● **WRITTEN EXERCISE**: Return each line from the rows below that contains the word "foliage", copied in full and in its original order.

● **RECORDS SHOWN**:
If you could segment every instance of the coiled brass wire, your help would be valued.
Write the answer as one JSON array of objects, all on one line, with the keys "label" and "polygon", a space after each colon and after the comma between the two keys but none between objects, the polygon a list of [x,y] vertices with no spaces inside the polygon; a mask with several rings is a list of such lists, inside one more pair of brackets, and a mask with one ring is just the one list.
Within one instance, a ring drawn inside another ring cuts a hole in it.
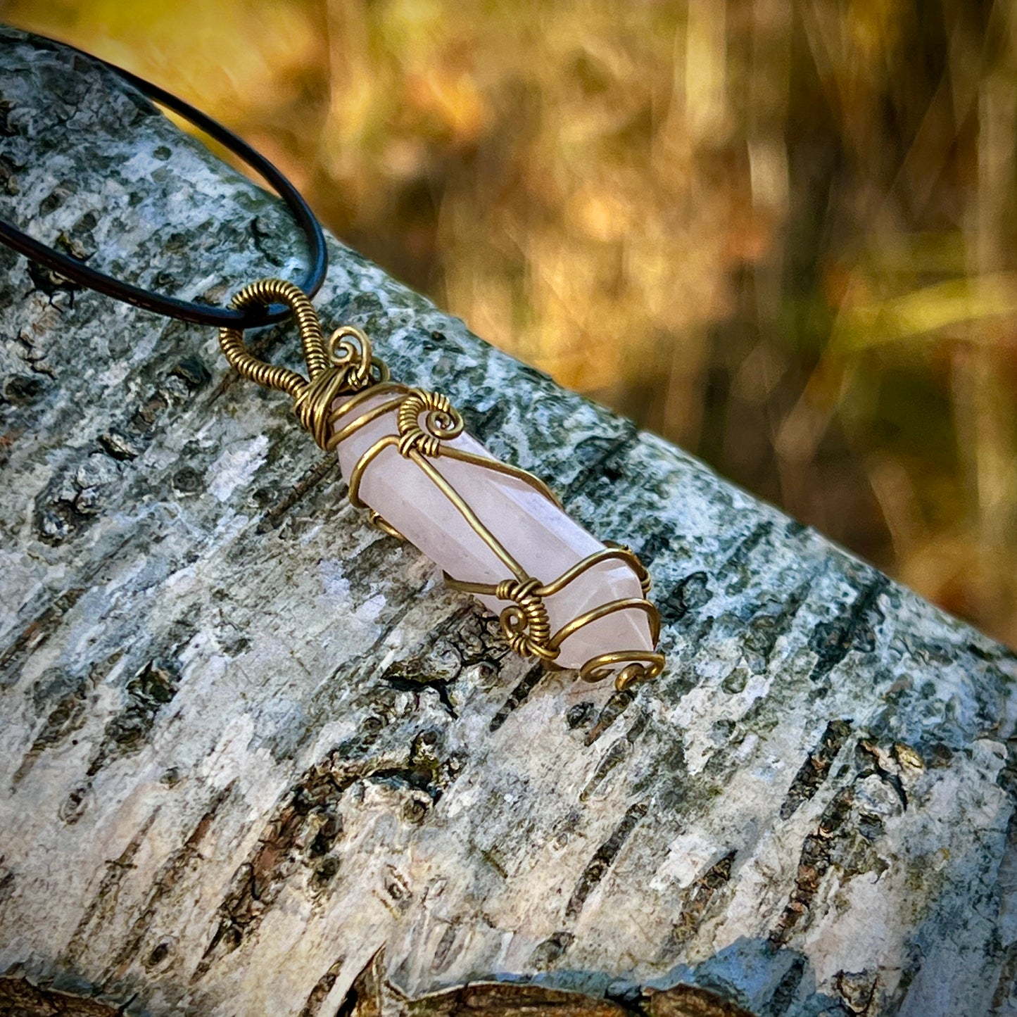
[{"label": "coiled brass wire", "polygon": [[332,446],[337,397],[363,388],[375,378],[387,377],[387,369],[371,358],[370,343],[352,325],[337,330],[326,346],[314,305],[299,287],[285,280],[259,279],[245,286],[230,306],[242,310],[272,303],[284,303],[293,310],[309,378],[255,357],[239,328],[220,328],[219,345],[243,377],[291,396],[300,425],[327,450]]},{"label": "coiled brass wire", "polygon": [[[276,302],[285,303],[293,310],[309,377],[305,378],[288,367],[258,359],[244,345],[241,330],[232,326],[223,327],[219,333],[219,343],[226,359],[243,377],[291,396],[297,419],[310,431],[314,440],[327,451],[335,448],[345,437],[378,416],[396,412],[397,433],[375,441],[360,457],[348,478],[350,501],[366,507],[358,494],[361,476],[367,466],[388,446],[395,445],[400,455],[423,470],[514,575],[513,579],[502,580],[494,585],[463,582],[447,574],[445,581],[454,589],[494,596],[497,600],[508,602],[500,614],[501,632],[516,653],[525,657],[537,657],[545,666],[554,668],[555,658],[566,639],[600,618],[617,611],[631,610],[638,610],[646,615],[652,644],[656,646],[660,615],[646,599],[650,577],[630,548],[620,545],[605,547],[577,562],[550,583],[541,584],[539,580],[529,576],[476,516],[464,495],[434,467],[431,460],[438,457],[456,459],[514,477],[533,487],[553,503],[560,504],[547,486],[532,474],[511,464],[446,444],[463,431],[463,418],[447,397],[390,382],[388,369],[382,361],[373,357],[370,341],[352,325],[338,328],[326,345],[317,312],[303,291],[292,283],[280,279],[258,280],[241,290],[231,301],[231,306],[240,310],[255,304],[268,305]],[[341,396],[348,398],[339,402]],[[385,401],[366,413],[358,412],[365,399],[378,397]],[[347,421],[347,418],[352,419]],[[371,513],[371,518],[384,532],[402,537],[376,512]],[[554,596],[584,573],[608,561],[623,562],[633,571],[642,587],[643,597],[620,598],[600,604],[552,633],[545,598]],[[624,690],[637,681],[656,677],[663,666],[664,657],[656,651],[618,650],[588,660],[580,673],[587,681],[598,681],[613,673],[615,686]]]}]

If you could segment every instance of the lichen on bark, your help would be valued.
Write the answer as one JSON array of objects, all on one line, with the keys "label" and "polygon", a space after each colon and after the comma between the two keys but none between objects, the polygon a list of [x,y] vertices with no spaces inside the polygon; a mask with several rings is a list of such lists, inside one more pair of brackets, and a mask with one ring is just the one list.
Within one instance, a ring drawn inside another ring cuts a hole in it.
[{"label": "lichen on bark", "polygon": [[[0,29],[0,109],[41,239],[215,302],[299,272],[279,202],[88,60]],[[330,254],[326,323],[642,555],[668,668],[508,654],[210,330],[0,248],[0,999],[1014,1012],[1013,655]]]}]

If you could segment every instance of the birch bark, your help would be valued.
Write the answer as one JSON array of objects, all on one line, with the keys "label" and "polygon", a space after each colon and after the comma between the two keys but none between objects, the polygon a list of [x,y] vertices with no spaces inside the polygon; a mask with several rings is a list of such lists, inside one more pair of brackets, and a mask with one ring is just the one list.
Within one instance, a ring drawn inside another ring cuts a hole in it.
[{"label": "birch bark", "polygon": [[[0,215],[188,298],[301,261],[12,29]],[[507,654],[212,330],[0,248],[0,1009],[1017,1012],[1014,656],[331,256],[326,323],[640,553],[669,666],[612,695]]]}]

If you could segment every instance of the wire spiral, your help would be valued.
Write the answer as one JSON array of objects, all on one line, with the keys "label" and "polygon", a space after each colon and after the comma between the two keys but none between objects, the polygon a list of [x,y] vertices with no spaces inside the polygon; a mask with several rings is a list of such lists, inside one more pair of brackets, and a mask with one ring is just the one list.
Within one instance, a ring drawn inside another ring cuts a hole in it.
[{"label": "wire spiral", "polygon": [[[423,427],[421,414],[426,414]],[[417,451],[429,459],[440,456],[441,442],[462,434],[464,427],[463,418],[447,396],[421,388],[412,390],[403,401],[397,422],[400,455],[409,457],[411,452]]]},{"label": "wire spiral", "polygon": [[508,646],[523,657],[540,657],[551,661],[558,655],[558,649],[551,647],[551,622],[543,598],[536,593],[539,580],[528,579],[525,583],[506,579],[498,583],[495,596],[498,600],[511,600],[499,617],[501,633]]}]

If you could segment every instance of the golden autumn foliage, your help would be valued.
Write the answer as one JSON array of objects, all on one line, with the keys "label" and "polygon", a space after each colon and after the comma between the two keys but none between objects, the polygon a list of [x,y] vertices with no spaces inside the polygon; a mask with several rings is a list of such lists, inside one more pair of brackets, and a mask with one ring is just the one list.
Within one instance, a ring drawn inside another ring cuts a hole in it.
[{"label": "golden autumn foliage", "polygon": [[0,0],[1017,644],[1017,0]]}]

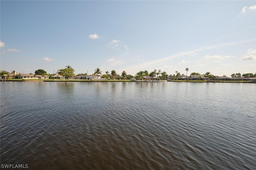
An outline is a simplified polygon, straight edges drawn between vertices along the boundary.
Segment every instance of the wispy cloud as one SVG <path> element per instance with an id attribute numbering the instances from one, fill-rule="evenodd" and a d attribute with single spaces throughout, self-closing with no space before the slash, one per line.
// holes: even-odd
<path id="1" fill-rule="evenodd" d="M 234 57 L 234 56 L 230 56 L 228 55 L 222 56 L 220 55 L 216 55 L 210 56 L 210 55 L 206 55 L 204 56 L 204 57 L 203 57 L 201 59 L 201 60 L 208 60 L 210 59 L 220 59 L 222 60 L 223 59 L 227 58 Z"/>
<path id="2" fill-rule="evenodd" d="M 256 5 L 249 6 L 249 7 L 245 6 L 242 9 L 241 13 L 244 14 L 246 12 L 247 9 L 248 9 L 250 10 L 256 10 Z"/>
<path id="3" fill-rule="evenodd" d="M 16 49 L 9 49 L 5 50 L 6 51 L 10 51 L 10 52 L 19 52 L 21 51 L 20 50 L 18 50 Z"/>
<path id="4" fill-rule="evenodd" d="M 18 53 L 21 51 L 20 50 L 18 50 L 18 49 L 8 49 L 5 50 L 4 50 L 3 51 L 2 51 L 1 53 L 2 54 L 4 54 L 6 52 L 14 52 L 15 53 Z"/>
<path id="5" fill-rule="evenodd" d="M 247 50 L 247 55 L 256 54 L 256 50 L 253 50 L 252 49 L 249 49 Z"/>
<path id="6" fill-rule="evenodd" d="M 256 60 L 256 57 L 254 55 L 246 55 L 241 58 L 240 60 Z"/>
<path id="7" fill-rule="evenodd" d="M 186 63 L 189 63 L 189 61 L 185 61 L 184 60 L 183 60 L 182 61 L 181 61 L 180 62 L 180 63 L 178 63 L 178 64 L 177 64 L 177 66 L 182 66 L 182 65 L 184 65 Z"/>
<path id="8" fill-rule="evenodd" d="M 242 9 L 242 11 L 241 11 L 241 12 L 242 12 L 242 13 L 245 13 L 246 10 L 246 9 L 247 9 L 247 6 L 245 6 L 243 8 L 243 9 Z"/>
<path id="9" fill-rule="evenodd" d="M 108 43 L 108 46 L 113 49 L 119 49 L 120 48 L 119 47 L 119 45 L 118 43 L 119 42 L 120 42 L 120 41 L 118 39 L 114 39 L 109 42 Z"/>
<path id="10" fill-rule="evenodd" d="M 99 37 L 99 35 L 96 33 L 94 33 L 94 34 L 90 34 L 90 35 L 89 35 L 89 38 L 91 39 L 97 39 Z"/>
<path id="11" fill-rule="evenodd" d="M 208 50 L 217 49 L 229 46 L 230 45 L 236 45 L 248 42 L 254 41 L 256 41 L 256 39 L 250 39 L 248 40 L 243 41 L 242 41 L 236 42 L 234 43 L 227 43 L 226 44 L 216 44 L 210 45 L 208 46 L 203 47 L 197 49 L 190 51 L 185 51 L 178 53 L 173 55 L 170 55 L 168 57 L 160 59 L 158 59 L 149 61 L 146 62 L 144 62 L 143 63 L 140 63 L 135 64 L 132 66 L 129 66 L 127 68 L 125 68 L 125 70 L 130 69 L 131 68 L 134 68 L 134 69 L 138 69 L 138 68 L 144 68 L 146 67 L 159 67 L 162 63 L 166 63 L 166 62 L 172 60 L 173 59 L 179 57 L 183 56 L 186 55 L 191 55 L 195 53 L 198 51 L 207 51 Z M 140 69 L 140 68 L 139 68 Z"/>
<path id="12" fill-rule="evenodd" d="M 249 7 L 248 9 L 250 9 L 250 10 L 256 10 L 256 5 L 253 6 L 251 6 L 250 7 Z"/>
<path id="13" fill-rule="evenodd" d="M 0 47 L 4 47 L 4 43 L 0 41 Z"/>
<path id="14" fill-rule="evenodd" d="M 48 58 L 48 57 L 45 57 L 45 58 L 43 59 L 43 60 L 45 60 L 46 61 L 53 61 L 53 59 L 50 59 L 50 58 Z"/>
<path id="15" fill-rule="evenodd" d="M 125 45 L 124 46 L 124 49 L 126 49 L 126 50 L 128 50 L 129 49 L 129 48 L 128 48 L 128 47 L 127 45 Z"/>
<path id="16" fill-rule="evenodd" d="M 244 56 L 240 59 L 240 60 L 256 60 L 256 50 L 249 49 L 247 50 L 247 53 Z"/>

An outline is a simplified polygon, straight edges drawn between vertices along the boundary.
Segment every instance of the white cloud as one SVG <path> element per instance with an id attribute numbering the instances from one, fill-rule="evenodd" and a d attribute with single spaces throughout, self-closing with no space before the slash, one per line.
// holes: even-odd
<path id="1" fill-rule="evenodd" d="M 128 50 L 129 49 L 129 48 L 128 48 L 128 47 L 127 45 L 125 45 L 124 46 L 124 49 L 127 49 L 127 50 Z"/>
<path id="2" fill-rule="evenodd" d="M 215 55 L 210 56 L 210 55 L 206 55 L 204 57 L 201 59 L 201 60 L 208 60 L 210 59 L 220 59 L 222 60 L 227 58 L 234 57 L 234 56 L 230 56 L 229 55 L 224 55 L 222 56 L 220 55 Z"/>
<path id="3" fill-rule="evenodd" d="M 253 67 L 255 66 L 254 64 L 248 64 L 248 65 L 244 65 L 242 66 L 243 67 Z"/>
<path id="4" fill-rule="evenodd" d="M 171 65 L 165 65 L 164 66 L 164 68 L 172 68 L 172 66 Z"/>
<path id="5" fill-rule="evenodd" d="M 253 50 L 252 49 L 249 49 L 247 50 L 248 55 L 250 55 L 254 54 L 256 54 L 256 50 Z"/>
<path id="6" fill-rule="evenodd" d="M 108 46 L 113 49 L 119 49 L 120 48 L 119 47 L 119 45 L 117 43 L 119 42 L 120 42 L 120 41 L 118 39 L 114 39 L 109 42 Z"/>
<path id="7" fill-rule="evenodd" d="M 116 40 L 113 39 L 110 42 L 110 43 L 113 44 L 115 44 L 115 43 L 119 43 L 119 42 L 120 42 L 120 41 L 118 39 L 116 39 Z"/>
<path id="8" fill-rule="evenodd" d="M 256 5 L 254 5 L 254 6 L 251 6 L 249 7 L 248 9 L 250 9 L 250 10 L 256 10 Z"/>
<path id="9" fill-rule="evenodd" d="M 250 10 L 256 10 L 256 5 L 249 6 L 249 8 L 247 8 L 247 6 L 245 6 L 243 8 L 243 9 L 242 9 L 242 11 L 241 11 L 241 13 L 245 13 L 246 12 L 247 8 L 249 9 Z"/>
<path id="10" fill-rule="evenodd" d="M 97 39 L 100 37 L 98 35 L 94 33 L 94 34 L 90 34 L 89 35 L 89 37 L 91 39 Z"/>
<path id="11" fill-rule="evenodd" d="M 131 68 L 134 68 L 134 69 L 138 68 L 145 68 L 146 67 L 155 67 L 159 65 L 159 64 L 162 63 L 163 62 L 167 62 L 170 61 L 175 58 L 178 57 L 183 56 L 185 55 L 191 55 L 194 53 L 198 51 L 205 51 L 210 49 L 218 49 L 220 47 L 228 47 L 231 45 L 235 45 L 247 43 L 248 42 L 254 41 L 256 39 L 252 39 L 248 40 L 243 41 L 238 41 L 233 43 L 227 43 L 226 44 L 215 44 L 208 46 L 202 47 L 198 49 L 190 51 L 184 51 L 180 53 L 177 53 L 174 55 L 171 55 L 166 57 L 162 58 L 155 60 L 152 60 L 143 63 L 137 63 L 132 66 L 128 66 L 127 67 L 123 68 L 124 70 L 130 69 Z"/>
<path id="12" fill-rule="evenodd" d="M 247 6 L 245 6 L 243 8 L 243 9 L 242 9 L 242 11 L 241 11 L 241 12 L 242 12 L 242 13 L 244 13 L 244 12 L 245 12 L 245 11 L 246 10 L 246 9 L 247 9 Z"/>
<path id="13" fill-rule="evenodd" d="M 252 55 L 246 55 L 241 58 L 240 60 L 256 60 L 256 56 Z"/>
<path id="14" fill-rule="evenodd" d="M 43 60 L 45 60 L 46 61 L 53 61 L 53 59 L 50 59 L 50 58 L 48 58 L 48 57 L 45 57 L 45 58 L 43 59 Z"/>
<path id="15" fill-rule="evenodd" d="M 16 49 L 9 49 L 6 50 L 6 51 L 10 51 L 10 52 L 19 52 L 21 51 L 20 50 L 19 50 Z"/>
<path id="16" fill-rule="evenodd" d="M 256 50 L 249 49 L 247 50 L 247 53 L 244 55 L 244 56 L 240 59 L 240 60 L 256 60 Z"/>
<path id="17" fill-rule="evenodd" d="M 0 41 L 0 47 L 4 47 L 4 43 Z"/>
<path id="18" fill-rule="evenodd" d="M 183 60 L 182 61 L 181 61 L 180 62 L 180 63 L 179 64 L 178 64 L 177 65 L 177 66 L 182 66 L 182 65 L 184 65 L 186 63 L 189 63 L 189 62 L 188 61 L 186 61 L 185 60 Z"/>

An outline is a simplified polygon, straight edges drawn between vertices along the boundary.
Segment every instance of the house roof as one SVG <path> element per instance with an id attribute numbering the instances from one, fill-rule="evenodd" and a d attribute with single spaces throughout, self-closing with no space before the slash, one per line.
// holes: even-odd
<path id="1" fill-rule="evenodd" d="M 228 79 L 230 78 L 229 77 L 226 77 L 225 76 L 216 76 L 216 78 L 222 78 L 222 79 Z"/>
<path id="2" fill-rule="evenodd" d="M 34 77 L 34 74 L 19 74 L 19 75 L 18 75 L 18 76 L 21 76 L 22 77 Z M 36 76 L 36 77 L 42 77 L 43 76 L 42 75 L 38 75 L 37 74 Z M 46 75 L 45 76 L 44 76 L 45 77 L 46 76 Z"/>
<path id="3" fill-rule="evenodd" d="M 152 77 L 151 76 L 142 76 L 142 78 L 152 78 Z"/>

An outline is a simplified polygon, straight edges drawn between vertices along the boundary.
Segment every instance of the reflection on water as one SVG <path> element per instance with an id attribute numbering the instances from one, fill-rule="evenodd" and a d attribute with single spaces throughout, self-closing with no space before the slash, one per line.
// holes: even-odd
<path id="1" fill-rule="evenodd" d="M 1 164 L 39 170 L 256 167 L 254 84 L 0 83 Z"/>

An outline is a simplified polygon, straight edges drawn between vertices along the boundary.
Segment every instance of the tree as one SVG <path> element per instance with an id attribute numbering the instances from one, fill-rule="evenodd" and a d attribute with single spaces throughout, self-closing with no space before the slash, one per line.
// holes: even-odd
<path id="1" fill-rule="evenodd" d="M 186 68 L 185 69 L 185 70 L 187 72 L 187 73 L 186 74 L 186 79 L 187 79 L 187 80 L 188 80 L 188 76 L 187 76 L 187 74 L 188 74 L 188 72 L 189 70 L 188 69 L 188 68 Z"/>
<path id="2" fill-rule="evenodd" d="M 237 77 L 241 77 L 241 73 L 238 72 L 238 73 L 236 73 L 236 76 L 237 76 Z"/>
<path id="3" fill-rule="evenodd" d="M 156 75 L 157 76 L 157 80 L 158 80 L 158 75 L 159 75 L 159 73 L 157 72 L 156 73 Z"/>
<path id="4" fill-rule="evenodd" d="M 69 65 L 66 66 L 66 68 L 58 70 L 58 73 L 65 77 L 65 78 L 71 78 L 75 76 L 75 70 Z"/>
<path id="5" fill-rule="evenodd" d="M 144 74 L 144 72 L 143 71 L 140 71 L 137 74 L 140 76 L 140 80 L 142 80 L 142 76 L 143 75 L 143 74 Z"/>
<path id="6" fill-rule="evenodd" d="M 78 74 L 77 74 L 76 75 L 76 76 L 82 76 L 82 75 L 87 75 L 87 73 L 79 73 Z"/>
<path id="7" fill-rule="evenodd" d="M 106 80 L 108 78 L 108 75 L 107 74 L 103 74 L 101 76 L 101 78 L 105 78 L 105 80 Z"/>
<path id="8" fill-rule="evenodd" d="M 166 79 L 166 77 L 165 77 L 165 76 L 167 74 L 167 73 L 166 73 L 166 72 L 165 71 L 163 71 L 162 72 L 161 74 L 162 74 L 162 78 L 164 78 L 164 80 L 165 80 Z"/>
<path id="9" fill-rule="evenodd" d="M 206 72 L 204 74 L 204 76 L 208 77 L 209 74 L 210 74 L 211 73 L 210 72 Z"/>
<path id="10" fill-rule="evenodd" d="M 95 72 L 94 72 L 94 74 L 97 74 L 97 80 L 99 80 L 99 74 L 101 74 L 101 73 L 102 71 L 100 71 L 100 68 L 96 68 L 95 70 L 94 70 Z"/>
<path id="11" fill-rule="evenodd" d="M 128 80 L 131 80 L 131 78 L 134 77 L 133 76 L 132 76 L 131 74 L 126 75 L 126 78 Z"/>
<path id="12" fill-rule="evenodd" d="M 114 76 L 116 76 L 116 71 L 114 70 L 111 71 L 111 76 L 112 76 L 113 80 L 114 80 Z"/>
<path id="13" fill-rule="evenodd" d="M 190 76 L 194 75 L 200 75 L 200 74 L 198 73 L 198 72 L 193 72 L 191 73 L 191 74 L 190 74 Z"/>
<path id="14" fill-rule="evenodd" d="M 4 74 L 9 74 L 9 73 L 5 70 L 2 70 L 0 72 L 0 77 L 3 77 Z"/>
<path id="15" fill-rule="evenodd" d="M 231 76 L 231 77 L 232 77 L 232 78 L 236 77 L 236 74 L 235 73 L 233 73 L 230 75 L 230 76 Z"/>
<path id="16" fill-rule="evenodd" d="M 43 75 L 44 74 L 46 74 L 46 72 L 44 70 L 40 69 L 36 70 L 35 74 L 37 75 Z"/>

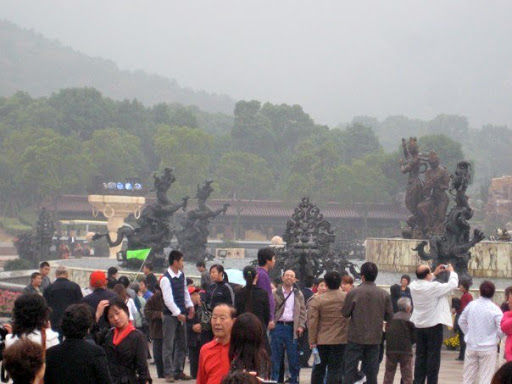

● **SOLUTION TO THE EXERCISE**:
If you could segment every instance of the golden autumn foliage, your help would be valued.
[{"label": "golden autumn foliage", "polygon": [[0,0],[1017,644],[1017,0]]}]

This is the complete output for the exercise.